→ What needs to be done
Count the lines in the material below that contain the word "Report", and give only that number.

→ Input for this task

****

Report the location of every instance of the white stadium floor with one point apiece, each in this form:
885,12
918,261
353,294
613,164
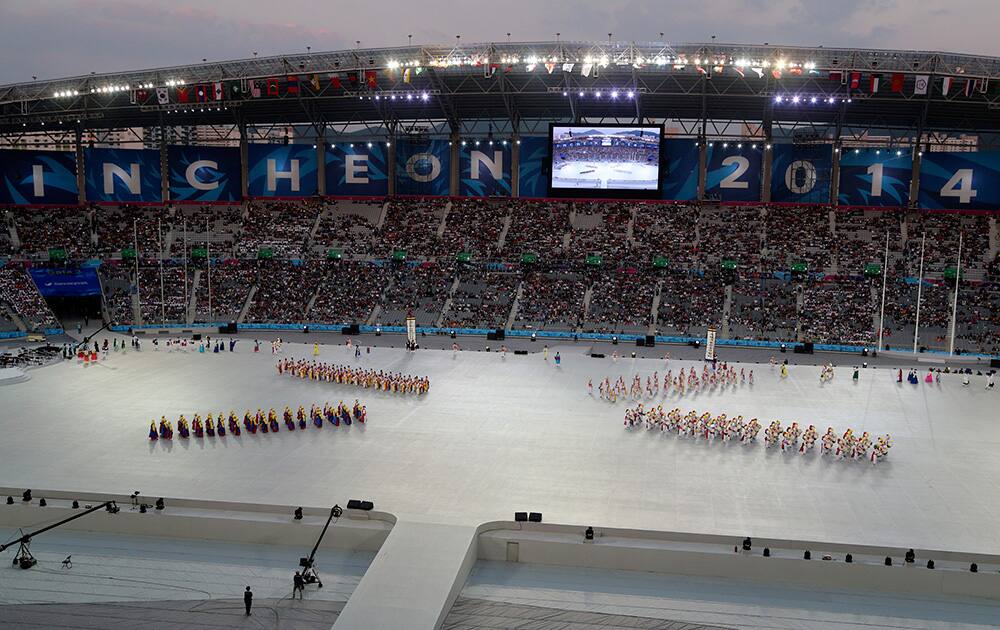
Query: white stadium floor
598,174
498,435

****

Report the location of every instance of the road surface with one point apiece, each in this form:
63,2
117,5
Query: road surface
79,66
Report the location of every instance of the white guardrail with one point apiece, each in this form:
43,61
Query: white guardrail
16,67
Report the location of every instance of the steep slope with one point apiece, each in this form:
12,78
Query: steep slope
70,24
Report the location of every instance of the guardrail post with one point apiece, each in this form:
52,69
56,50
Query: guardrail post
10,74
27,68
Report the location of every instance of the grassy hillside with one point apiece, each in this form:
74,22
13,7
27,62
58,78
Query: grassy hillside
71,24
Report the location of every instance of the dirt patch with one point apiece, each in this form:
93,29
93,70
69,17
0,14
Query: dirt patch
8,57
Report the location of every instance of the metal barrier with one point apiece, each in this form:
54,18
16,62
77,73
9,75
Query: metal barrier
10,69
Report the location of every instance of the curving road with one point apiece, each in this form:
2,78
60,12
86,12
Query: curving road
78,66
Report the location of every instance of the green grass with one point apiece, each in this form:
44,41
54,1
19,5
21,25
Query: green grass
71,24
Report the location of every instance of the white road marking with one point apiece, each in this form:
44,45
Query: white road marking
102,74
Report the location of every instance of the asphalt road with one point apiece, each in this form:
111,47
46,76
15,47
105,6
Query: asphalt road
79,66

****

→ Problem solution
12